====== Extract

My maxim in life has been this: at the worst of times, just take the next step forward. That's all you have to worry about, that one next step. They build up.

Good luck to everyone here in 2023 with those challenges you find yourself facing. Don't feel as if you are excluded from the human race by your struggles. You are facing variants of what we are all facing.


I just wish I had someone to talk to. This year, like last year, and the year before, and the year before… I spend it alone, hating myself for being the unlovable mass of fat and depression that I am.

It’s just be nice if one night a year I could pretend not to be me, to pretend that there are people who have warm feelings towards me, who will not lock me up in a mental institution and then block me on everything from SMS to Discord for reasons I do not understand.

I guess I pay can some psychological expert to tell me what to do. That’s what most advice I see seems to lean towards. Just… that doesn’t really help on Christmas Eve when the only human contact you had was with the UberEats driver who dropped off a double quarter pounder and fried apple pie.

Honestly, I got two. It’s Christmas Eve after all.


If you want to be around people, you might try going to midnight mass at your local Catholic church. You don't have to participate or talk to anyone and you might enjoy the music. If you are not a church person, then doing something you never do may also give you the sense of not being yourself for a time.


I know this is an unpopular opinion, but this is a niche that "sex workers" fill very well. As someone who has had many friends who were "sex workers" for decades (strippers mostly), I can tell you that a very large portion (approaching 50%) of the people who paid them for their time didn't want a lap dance, or to have sex with them. They just wanted to be held, or wanted to talk, or wanted some sort of intimacy that was otherwise lacking in their lives. Obviously this is not a replacement for a "real" intimate relationship, but it seems to be very desirable compared to the alternative, which is complete solitude and loneliness. In our atomized society, you shouldn't feel any sort of stigma about paying for temporary companionship that fulfills your basic human needs, even if conventional wisdom says that you should.


I escorted for a while in my late teens, about ten years ago now. It's complicated. Lonely, emotionally vulnerable men are not necessarily able to keep the relationship in context. I personally wouldn't recommend patronizing sex workers as a remedy. Too likely to fall in love and get bilked for it.


Fellow loner here. It's tough, and some years are harder than others. May we never lose hope entirely and/or give up. Miracles do happen every now and then!

============

**Task requirements**.
A: Restate the portion of the thread on loneliness starting with "My maxim in" and going on through "are all facing.", changing "challenges" to "obstacles".
B: Write the next part of the thread on loneliness, picking up after its final sentence.

====== Supplied records

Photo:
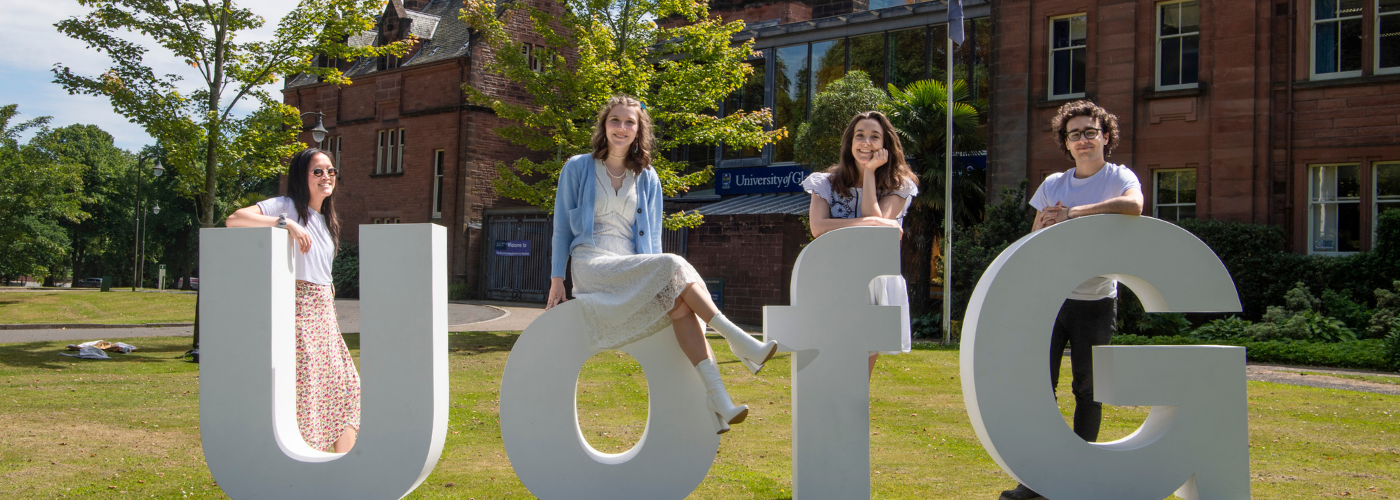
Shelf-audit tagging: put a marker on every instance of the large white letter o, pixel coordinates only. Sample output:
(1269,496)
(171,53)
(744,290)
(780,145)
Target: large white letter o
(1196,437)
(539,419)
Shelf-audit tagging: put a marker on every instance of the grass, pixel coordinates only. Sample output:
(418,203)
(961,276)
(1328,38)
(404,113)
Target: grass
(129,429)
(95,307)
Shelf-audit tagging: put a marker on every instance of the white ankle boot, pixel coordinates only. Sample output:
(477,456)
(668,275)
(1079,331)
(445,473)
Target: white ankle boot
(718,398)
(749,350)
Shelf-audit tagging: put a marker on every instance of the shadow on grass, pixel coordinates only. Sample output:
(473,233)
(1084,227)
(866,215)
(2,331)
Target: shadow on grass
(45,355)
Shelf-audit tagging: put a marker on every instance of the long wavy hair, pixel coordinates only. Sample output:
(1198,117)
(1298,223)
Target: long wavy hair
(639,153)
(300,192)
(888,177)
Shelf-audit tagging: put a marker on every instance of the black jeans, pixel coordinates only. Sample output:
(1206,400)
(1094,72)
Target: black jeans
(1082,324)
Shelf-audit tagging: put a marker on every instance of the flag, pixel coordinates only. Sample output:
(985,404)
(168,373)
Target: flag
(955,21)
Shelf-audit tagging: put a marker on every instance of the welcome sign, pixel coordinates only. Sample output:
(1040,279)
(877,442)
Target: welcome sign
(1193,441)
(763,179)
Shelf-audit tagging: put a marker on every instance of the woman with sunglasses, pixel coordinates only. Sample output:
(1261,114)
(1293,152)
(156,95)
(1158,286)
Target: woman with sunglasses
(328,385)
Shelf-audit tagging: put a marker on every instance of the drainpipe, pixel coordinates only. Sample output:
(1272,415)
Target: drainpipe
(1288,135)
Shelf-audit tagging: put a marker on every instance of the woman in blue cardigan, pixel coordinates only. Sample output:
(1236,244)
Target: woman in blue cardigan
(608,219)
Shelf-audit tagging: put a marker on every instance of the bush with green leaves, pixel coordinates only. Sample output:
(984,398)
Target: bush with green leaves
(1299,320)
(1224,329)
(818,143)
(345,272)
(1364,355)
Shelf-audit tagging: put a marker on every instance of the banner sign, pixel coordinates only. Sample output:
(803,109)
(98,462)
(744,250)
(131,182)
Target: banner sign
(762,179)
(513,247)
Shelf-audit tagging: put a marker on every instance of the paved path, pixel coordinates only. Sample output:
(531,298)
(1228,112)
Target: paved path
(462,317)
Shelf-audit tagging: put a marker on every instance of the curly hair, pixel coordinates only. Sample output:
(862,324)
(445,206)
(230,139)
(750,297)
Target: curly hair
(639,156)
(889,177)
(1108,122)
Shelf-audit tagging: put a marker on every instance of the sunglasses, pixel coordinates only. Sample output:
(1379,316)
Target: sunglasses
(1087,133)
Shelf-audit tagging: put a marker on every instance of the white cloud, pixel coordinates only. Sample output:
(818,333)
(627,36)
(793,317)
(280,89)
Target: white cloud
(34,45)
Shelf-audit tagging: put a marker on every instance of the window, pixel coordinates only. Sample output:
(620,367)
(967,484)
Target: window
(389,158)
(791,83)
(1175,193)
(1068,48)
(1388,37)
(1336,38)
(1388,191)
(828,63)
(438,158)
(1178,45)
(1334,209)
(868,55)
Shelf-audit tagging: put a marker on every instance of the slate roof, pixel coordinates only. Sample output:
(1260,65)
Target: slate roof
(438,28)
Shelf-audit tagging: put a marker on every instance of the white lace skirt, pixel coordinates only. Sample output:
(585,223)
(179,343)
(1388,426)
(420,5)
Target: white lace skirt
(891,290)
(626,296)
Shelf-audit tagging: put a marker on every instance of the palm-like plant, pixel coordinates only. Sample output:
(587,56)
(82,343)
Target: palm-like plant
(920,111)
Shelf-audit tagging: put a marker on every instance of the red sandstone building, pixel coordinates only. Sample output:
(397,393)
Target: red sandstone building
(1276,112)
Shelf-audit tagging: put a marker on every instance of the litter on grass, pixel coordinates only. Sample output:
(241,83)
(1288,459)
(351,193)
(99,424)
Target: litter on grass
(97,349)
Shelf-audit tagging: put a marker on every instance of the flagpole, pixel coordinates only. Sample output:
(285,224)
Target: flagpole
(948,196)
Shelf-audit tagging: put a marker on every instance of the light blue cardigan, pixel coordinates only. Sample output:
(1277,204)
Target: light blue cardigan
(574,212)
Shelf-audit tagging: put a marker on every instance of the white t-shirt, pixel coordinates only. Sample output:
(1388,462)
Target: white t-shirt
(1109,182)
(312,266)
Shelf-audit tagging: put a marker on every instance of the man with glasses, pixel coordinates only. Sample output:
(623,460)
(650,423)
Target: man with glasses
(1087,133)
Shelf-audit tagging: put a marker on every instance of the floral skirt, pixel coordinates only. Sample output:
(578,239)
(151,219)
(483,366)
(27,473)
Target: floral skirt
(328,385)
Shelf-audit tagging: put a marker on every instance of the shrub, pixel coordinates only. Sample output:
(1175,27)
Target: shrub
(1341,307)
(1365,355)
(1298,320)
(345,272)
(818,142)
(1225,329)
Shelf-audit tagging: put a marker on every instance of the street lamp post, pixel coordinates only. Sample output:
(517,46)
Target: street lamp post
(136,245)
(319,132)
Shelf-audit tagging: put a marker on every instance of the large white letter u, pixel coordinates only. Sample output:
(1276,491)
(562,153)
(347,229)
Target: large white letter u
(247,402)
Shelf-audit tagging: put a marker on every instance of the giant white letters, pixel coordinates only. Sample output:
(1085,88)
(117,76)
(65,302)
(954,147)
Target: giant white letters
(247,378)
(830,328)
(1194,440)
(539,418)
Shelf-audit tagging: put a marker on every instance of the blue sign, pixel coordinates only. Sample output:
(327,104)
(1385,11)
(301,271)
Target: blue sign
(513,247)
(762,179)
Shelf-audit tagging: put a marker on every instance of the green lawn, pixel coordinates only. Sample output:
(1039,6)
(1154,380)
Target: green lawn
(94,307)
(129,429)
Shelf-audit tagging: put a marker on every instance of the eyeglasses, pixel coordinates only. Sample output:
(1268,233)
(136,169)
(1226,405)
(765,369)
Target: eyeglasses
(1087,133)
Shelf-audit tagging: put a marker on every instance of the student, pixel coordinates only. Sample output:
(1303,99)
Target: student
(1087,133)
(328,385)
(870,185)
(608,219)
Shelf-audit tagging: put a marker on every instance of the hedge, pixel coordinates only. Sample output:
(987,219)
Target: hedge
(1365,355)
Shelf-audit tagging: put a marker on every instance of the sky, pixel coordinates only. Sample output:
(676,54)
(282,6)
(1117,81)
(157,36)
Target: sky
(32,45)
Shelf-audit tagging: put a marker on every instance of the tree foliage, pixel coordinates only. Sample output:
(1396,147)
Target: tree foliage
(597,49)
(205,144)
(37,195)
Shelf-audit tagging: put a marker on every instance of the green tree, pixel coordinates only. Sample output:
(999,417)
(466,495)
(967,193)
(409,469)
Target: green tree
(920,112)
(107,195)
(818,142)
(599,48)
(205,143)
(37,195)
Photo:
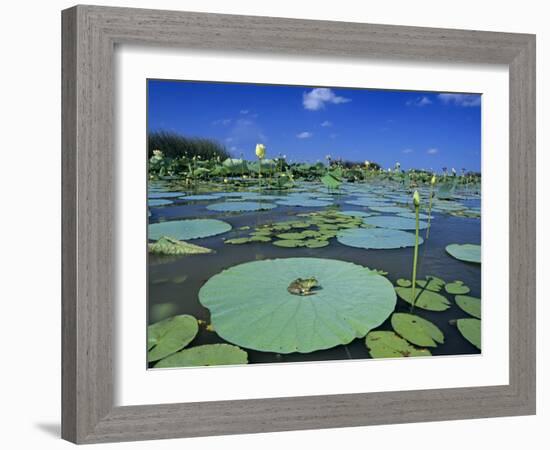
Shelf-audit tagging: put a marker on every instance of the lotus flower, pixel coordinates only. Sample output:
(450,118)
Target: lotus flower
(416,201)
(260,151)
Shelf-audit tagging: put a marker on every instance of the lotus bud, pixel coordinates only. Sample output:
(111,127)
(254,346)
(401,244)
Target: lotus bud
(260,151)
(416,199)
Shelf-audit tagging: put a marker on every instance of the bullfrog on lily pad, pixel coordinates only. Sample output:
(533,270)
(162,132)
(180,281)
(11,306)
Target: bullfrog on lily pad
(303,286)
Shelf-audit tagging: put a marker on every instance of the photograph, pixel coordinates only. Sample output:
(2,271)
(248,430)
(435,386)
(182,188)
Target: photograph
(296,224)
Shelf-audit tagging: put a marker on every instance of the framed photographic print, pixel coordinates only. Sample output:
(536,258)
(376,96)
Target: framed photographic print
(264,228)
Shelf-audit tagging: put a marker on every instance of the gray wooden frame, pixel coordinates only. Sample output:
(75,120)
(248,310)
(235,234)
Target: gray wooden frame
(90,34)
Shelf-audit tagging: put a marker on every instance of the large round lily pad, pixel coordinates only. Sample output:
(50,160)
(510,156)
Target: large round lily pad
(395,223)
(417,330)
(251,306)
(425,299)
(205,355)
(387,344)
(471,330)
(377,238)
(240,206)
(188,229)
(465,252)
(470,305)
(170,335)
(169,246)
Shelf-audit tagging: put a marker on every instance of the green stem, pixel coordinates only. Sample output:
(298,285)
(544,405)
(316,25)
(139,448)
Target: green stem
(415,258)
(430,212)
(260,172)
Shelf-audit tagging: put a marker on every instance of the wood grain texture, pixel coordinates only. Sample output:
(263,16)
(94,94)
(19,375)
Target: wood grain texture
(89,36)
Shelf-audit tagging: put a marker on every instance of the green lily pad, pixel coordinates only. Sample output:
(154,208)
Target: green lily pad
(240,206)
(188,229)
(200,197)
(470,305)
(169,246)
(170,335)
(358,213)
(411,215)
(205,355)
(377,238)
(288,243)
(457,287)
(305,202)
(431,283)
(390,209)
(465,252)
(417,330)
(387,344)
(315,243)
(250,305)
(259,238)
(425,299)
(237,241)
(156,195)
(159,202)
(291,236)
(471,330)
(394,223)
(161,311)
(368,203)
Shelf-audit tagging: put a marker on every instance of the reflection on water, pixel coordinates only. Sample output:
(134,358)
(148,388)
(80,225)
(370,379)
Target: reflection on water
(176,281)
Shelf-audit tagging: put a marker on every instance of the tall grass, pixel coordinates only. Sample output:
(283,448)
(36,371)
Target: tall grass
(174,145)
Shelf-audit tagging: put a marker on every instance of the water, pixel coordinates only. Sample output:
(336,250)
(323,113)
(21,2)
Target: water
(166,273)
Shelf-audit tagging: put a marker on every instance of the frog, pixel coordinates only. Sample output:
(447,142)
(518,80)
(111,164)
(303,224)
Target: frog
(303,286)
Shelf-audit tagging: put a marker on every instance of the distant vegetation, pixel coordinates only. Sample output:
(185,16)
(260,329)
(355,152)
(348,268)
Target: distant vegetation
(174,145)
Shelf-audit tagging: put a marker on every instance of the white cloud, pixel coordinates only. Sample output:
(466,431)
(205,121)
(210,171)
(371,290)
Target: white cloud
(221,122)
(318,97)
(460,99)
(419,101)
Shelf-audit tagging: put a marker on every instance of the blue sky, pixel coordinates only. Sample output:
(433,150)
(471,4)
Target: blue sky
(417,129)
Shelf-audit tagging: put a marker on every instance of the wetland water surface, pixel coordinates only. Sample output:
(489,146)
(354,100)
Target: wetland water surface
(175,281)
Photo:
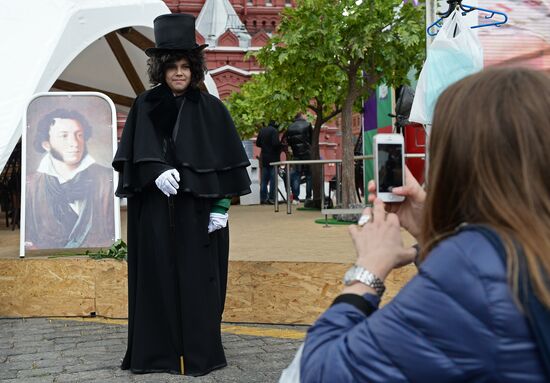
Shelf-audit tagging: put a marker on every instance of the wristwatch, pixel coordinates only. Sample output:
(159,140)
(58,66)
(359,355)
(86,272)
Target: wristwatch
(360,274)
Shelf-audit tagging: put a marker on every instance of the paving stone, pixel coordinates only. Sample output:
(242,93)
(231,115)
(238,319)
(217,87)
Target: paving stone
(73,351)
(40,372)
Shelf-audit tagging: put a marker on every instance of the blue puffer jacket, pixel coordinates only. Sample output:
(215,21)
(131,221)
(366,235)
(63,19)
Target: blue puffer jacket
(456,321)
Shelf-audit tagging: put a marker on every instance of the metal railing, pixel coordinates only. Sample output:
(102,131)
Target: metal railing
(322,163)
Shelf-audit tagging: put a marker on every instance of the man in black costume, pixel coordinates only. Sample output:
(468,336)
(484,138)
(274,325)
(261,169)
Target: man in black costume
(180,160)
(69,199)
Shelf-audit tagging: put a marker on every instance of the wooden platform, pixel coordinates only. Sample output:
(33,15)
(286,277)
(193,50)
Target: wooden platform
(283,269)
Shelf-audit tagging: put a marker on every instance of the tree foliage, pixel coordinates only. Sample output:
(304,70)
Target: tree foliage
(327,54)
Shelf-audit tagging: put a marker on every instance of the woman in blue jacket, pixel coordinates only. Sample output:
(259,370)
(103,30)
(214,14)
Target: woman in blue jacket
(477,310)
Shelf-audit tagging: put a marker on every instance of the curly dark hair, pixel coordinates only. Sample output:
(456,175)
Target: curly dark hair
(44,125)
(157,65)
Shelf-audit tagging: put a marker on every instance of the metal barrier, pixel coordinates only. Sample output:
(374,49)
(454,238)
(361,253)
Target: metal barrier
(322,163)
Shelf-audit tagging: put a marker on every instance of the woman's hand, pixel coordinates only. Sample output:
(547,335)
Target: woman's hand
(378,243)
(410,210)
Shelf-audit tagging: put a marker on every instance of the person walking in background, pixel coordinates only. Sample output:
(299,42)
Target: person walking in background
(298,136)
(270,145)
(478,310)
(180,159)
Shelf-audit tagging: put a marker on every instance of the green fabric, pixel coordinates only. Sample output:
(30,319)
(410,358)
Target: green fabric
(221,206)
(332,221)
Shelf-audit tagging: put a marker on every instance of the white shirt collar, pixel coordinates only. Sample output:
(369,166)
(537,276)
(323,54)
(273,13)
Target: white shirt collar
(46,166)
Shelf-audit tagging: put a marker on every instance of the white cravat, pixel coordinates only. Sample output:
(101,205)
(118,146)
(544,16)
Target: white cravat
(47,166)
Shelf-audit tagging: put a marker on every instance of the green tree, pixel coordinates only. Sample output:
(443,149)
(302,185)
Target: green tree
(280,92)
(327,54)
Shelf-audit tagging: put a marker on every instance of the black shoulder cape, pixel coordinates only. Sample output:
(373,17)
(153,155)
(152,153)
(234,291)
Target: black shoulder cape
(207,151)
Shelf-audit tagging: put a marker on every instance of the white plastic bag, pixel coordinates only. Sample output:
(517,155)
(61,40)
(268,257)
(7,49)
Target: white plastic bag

============

**Answers in order**.
A:
My maxim in life has been this: at the worst of times, just take the next step forward. That's all you have to worry about, that one next step. They build up.

Good luck to everyone here in 2023 with those obstacles you find yourself facing. Don't feel as if you are excluded from the human race by your struggles. You are facing variants of what we are all facing.

B:
Ordinarily I'd volunteer to chat but at the moment my social anxiety is so severe I don't think I can have a private conversation with a stranger.


I've read your comment and am thinking of you. I don't know how much that helps, but maybe it makes you feel less alone.

One thing to note is that you aren't unlovable, even if there's an absence of love directed at you. So much of life is based on the circumstances we're in. Contemporary life gives people few opportunities to be truly known, and so I think it's hard to conclude that anybody has seen and rejected your true self, for better or worse. You sound like a rather tenacious person, and I am hoping it pays off for you in the year to come.


I’m happy to chat if you want. Standard disclaimer than I am just a dude with no training in either psychiatry or psychology or, for that matter, in being a good conversationalist. But if all you need is an open ear and an open mind, I’m here.


Thank you, but I’m not so selfish as to want to burden anyone with my bullshit. Some people get to have families. Some don’t. I’m ok with it most days. Today is just harder.


I promise it isn’t a burden. I’m home alone all weekend; my family is all hundreds or thousands of miles away. I truly would love to talk. Email is in the bio. :)


Sorry that you're feeling down buddy.

Hoping you have a better 2023 and are able to look back on this comment this time next year and appreciate all the progress you've made.

Were all counting on you.


If you are not comfortable talking with someone else because you do not want to burden them then you may wana record what you wana share and post as podcast or any other medium where we can listen and post comment or at-least you would know listening to you.


Hang in there brother. Tomorrow will bring the promise of better days. Ask and you will receive.


If you’re near Detroit and need dinner tomorrow. Email me. graham@eger.dev will drop off food no questions asked.


You're awesome!


Seconded!


This won't be an understatement to say that atdrummond, who posted this, make Christmas for me and my family possible. If you need help, do not hesitate to reach out!

I'm really thankful for their help. It's a joy to see there are kind people like this.


I am simply glad I could help. Thank you for your resilience and for being a good provider for your family and friends.


If you’re in the South Bay Area and need dinner tomorrow send me an email and I’ll drop it off! cedricbosch at gmail


This was moving. I read it aloud to my family. You’re a blessing, and I appreciate your generosity and kindness.

I genuinely enjoy this community!

Merry Christmas and Happy Holidays all!


"Great initiative, but the homeless probably need to stay out of the cold more then anything else today..."

Saw this comment shadowbanned. Just so you know - I agree. I am more than willing to (and already have) help with shelter.


Greetings from Kyiyv, Ukraine!

I'm near to ok now, but will not refuse help, wrote to Your email.

Merry Christmas!


I wrote back earlier - reply to me and we’ll sort something out for you.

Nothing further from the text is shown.